TASK: Retype the lines word for word, starting with the line that contains "Point to the ceiling" and ending with the line that contains "x=257, y=144", both included.

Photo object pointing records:
==================================================
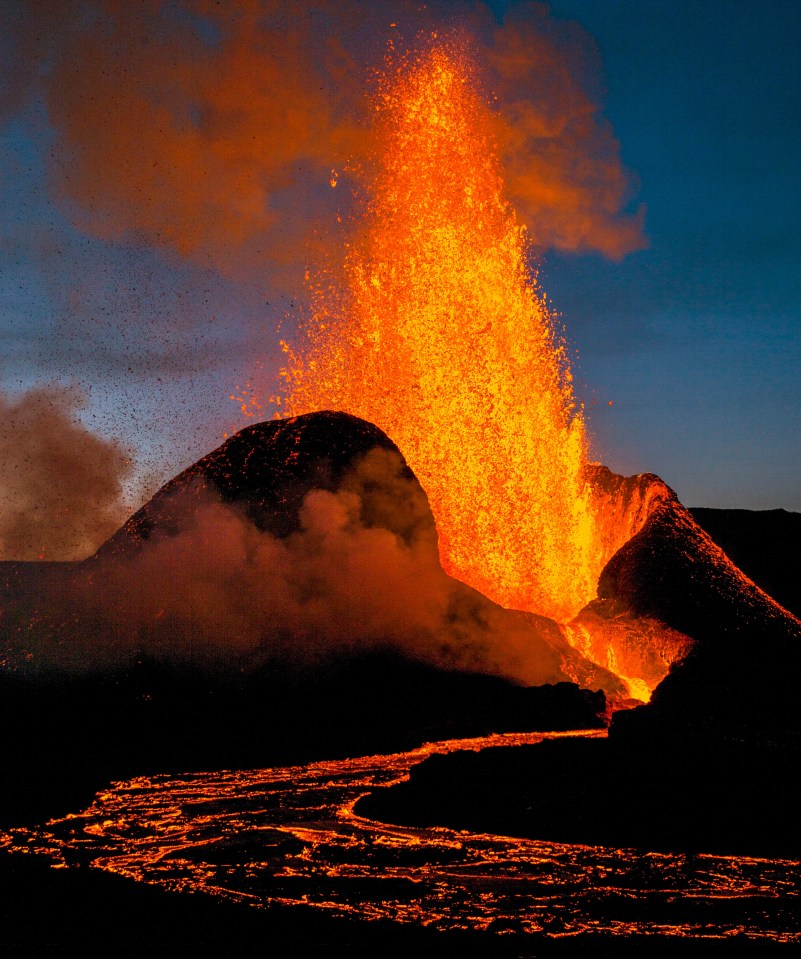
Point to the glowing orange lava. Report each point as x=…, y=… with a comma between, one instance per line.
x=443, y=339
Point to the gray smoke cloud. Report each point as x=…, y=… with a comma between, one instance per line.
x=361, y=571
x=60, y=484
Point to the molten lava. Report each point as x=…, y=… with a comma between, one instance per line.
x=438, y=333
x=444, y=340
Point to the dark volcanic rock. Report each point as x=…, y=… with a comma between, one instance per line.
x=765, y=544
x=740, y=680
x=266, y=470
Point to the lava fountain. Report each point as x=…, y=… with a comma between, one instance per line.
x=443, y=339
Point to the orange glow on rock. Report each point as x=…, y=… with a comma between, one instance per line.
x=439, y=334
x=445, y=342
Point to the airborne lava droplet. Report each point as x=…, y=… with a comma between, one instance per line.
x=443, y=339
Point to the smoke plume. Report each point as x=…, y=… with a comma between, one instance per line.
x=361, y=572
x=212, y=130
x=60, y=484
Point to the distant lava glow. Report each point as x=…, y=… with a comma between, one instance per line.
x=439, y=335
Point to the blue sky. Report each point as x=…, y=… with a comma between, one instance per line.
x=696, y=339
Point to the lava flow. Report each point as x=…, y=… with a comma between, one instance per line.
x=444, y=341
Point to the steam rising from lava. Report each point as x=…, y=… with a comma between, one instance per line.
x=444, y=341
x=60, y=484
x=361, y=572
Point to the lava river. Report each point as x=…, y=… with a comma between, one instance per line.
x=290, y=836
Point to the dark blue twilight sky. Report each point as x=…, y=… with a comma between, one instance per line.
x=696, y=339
==================================================
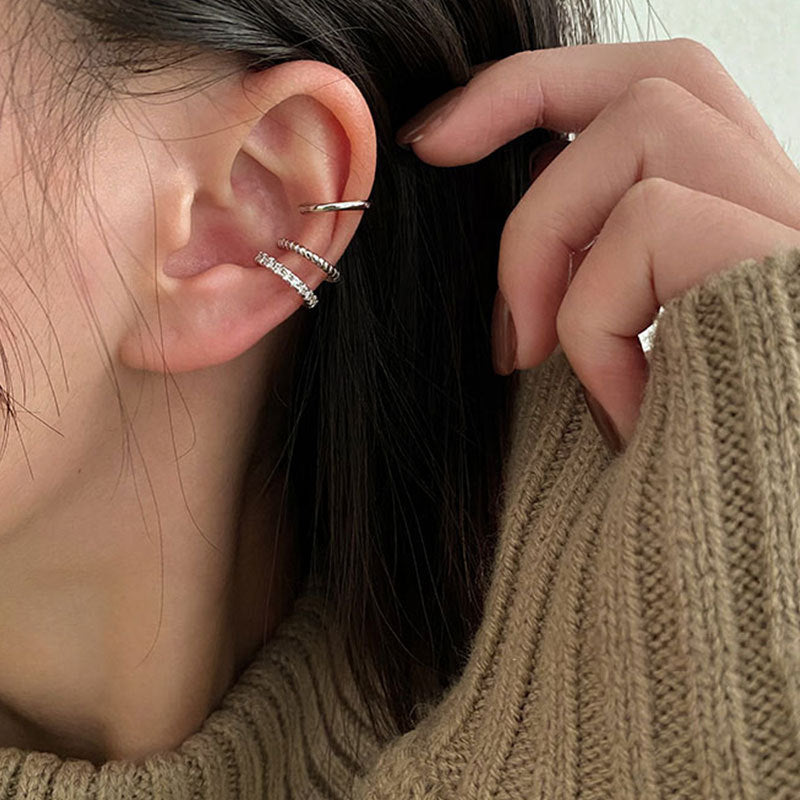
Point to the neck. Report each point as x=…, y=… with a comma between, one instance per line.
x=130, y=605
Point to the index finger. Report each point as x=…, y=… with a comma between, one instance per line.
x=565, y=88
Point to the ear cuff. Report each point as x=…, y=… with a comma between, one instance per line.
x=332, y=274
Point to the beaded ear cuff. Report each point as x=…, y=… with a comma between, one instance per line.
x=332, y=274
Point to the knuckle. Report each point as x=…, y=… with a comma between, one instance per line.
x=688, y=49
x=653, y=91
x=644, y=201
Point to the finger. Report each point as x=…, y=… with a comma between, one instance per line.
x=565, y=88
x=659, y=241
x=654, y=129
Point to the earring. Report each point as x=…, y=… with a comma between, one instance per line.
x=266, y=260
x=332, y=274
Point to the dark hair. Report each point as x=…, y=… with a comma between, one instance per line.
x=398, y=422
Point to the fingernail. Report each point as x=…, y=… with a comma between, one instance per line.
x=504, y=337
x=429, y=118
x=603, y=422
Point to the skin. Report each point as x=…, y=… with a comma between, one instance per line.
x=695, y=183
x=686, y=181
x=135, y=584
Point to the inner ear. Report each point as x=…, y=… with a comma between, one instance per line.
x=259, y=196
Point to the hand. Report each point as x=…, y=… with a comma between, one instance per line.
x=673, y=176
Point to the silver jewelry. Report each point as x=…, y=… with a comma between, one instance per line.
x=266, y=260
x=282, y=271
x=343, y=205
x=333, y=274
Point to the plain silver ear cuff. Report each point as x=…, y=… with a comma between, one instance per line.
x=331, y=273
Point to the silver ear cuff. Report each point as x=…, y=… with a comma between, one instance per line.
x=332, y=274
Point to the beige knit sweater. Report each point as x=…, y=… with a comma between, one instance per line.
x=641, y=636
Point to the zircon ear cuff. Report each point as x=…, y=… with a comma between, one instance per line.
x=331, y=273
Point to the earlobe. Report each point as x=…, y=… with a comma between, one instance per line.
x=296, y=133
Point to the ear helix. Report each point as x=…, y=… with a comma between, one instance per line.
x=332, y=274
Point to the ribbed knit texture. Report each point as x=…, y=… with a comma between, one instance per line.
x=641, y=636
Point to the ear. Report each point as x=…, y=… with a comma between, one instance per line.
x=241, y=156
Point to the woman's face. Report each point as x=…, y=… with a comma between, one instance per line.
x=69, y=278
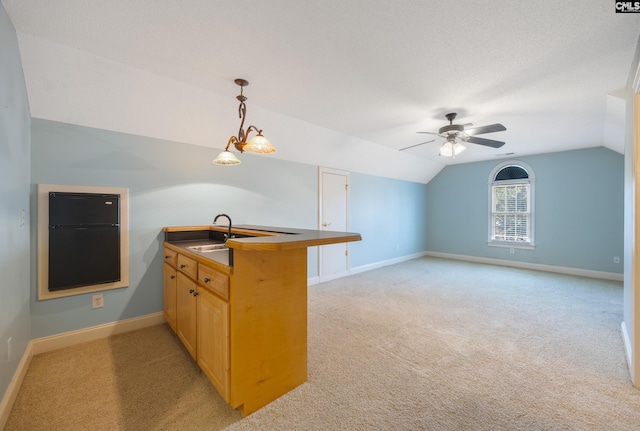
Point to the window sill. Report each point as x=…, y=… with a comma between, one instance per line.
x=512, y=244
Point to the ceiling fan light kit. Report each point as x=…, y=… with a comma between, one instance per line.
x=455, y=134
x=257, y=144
==================================================
OUTPUT FOR THIS TASK:
Point to the ceiling fan light kit. Report each point as x=…, y=… with a comma between, one instance per line.
x=455, y=134
x=257, y=144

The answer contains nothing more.